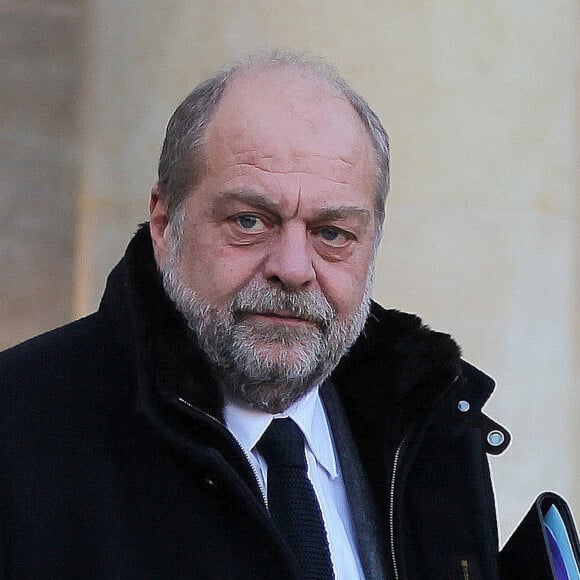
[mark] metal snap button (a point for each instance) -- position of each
(495, 438)
(463, 406)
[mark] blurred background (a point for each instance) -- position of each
(483, 233)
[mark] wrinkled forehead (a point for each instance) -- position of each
(285, 112)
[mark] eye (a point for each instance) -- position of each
(249, 222)
(334, 236)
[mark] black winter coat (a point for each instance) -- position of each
(114, 463)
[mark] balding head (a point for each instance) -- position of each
(183, 160)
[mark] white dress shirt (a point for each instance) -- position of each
(248, 425)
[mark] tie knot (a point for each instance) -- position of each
(283, 444)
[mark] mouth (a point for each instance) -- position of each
(281, 318)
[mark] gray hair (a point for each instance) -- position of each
(182, 162)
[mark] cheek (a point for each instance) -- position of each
(344, 288)
(217, 273)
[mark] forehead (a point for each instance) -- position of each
(291, 118)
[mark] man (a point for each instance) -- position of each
(132, 441)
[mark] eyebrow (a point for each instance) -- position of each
(259, 201)
(344, 212)
(254, 199)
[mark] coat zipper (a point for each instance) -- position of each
(244, 452)
(396, 464)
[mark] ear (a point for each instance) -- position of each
(159, 225)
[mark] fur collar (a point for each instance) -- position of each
(395, 371)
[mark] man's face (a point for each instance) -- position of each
(272, 264)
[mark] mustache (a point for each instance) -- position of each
(307, 305)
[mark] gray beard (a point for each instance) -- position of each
(239, 347)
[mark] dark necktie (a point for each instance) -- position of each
(291, 499)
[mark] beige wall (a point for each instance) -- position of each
(483, 228)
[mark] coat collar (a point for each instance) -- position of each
(393, 373)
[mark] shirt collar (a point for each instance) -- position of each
════════════════
DE OPDRACHT: Neem alle regels van de lijst hierboven woordelijk over en laat daarbij de afbeeldingen weg.

ANTWOORD HIERONDER:
[mark] metal snap button (a point for each instance) -- position of each
(495, 438)
(463, 406)
[mark] blurred background (a point for each instance) -- position of each
(483, 233)
[mark] wrinkled forehead (a point for each instance) -- position of each
(285, 112)
[mark] eye (a point for each instance) -- position of each
(249, 222)
(334, 236)
[mark] black winter coat (a point for each instance) -- position of each
(114, 463)
[mark] balding head (a point for each instance) -- position of each
(183, 160)
[mark] white dress shirt (a point for each instance) -- position of each
(248, 425)
[mark] tie knot (a point for each instance) -- position of each
(283, 444)
[mark] mouth (a point for each instance) -- position of each
(281, 318)
[mark] gray hair (a point for each instance) -- position of each
(182, 162)
[mark] cheek (a point for each instance) -- position of each
(344, 288)
(217, 273)
[mark] forehead (a point for each instance) -- position of each
(291, 118)
[mark] man (a point for each instance) -- position of each
(132, 441)
[mark] eyebrow (a point for each instance) -- position of each
(259, 201)
(344, 212)
(254, 199)
[mark] coat zipper (a point for each instance) -- position of each
(244, 452)
(396, 464)
[mark] ear (a point for each instance) -- position of each
(159, 225)
[mark] fur collar (a point for each instance) -- position of each
(395, 371)
[mark] man's face (a point for each instance) -- position of each
(272, 264)
[mark] mustache (a point for each instance) -- position of each
(307, 305)
[mark] gray beard (a point for each instance) -- position of each
(239, 347)
[mark] dark necktie (a point for each instance) -- position of each
(291, 499)
[mark] beige wall (a point for each instance) -- position of each
(483, 228)
[mark] coat collar (a point for each instance) -- position of each
(393, 373)
[mark] shirt collar (a point for each instance) -- position of each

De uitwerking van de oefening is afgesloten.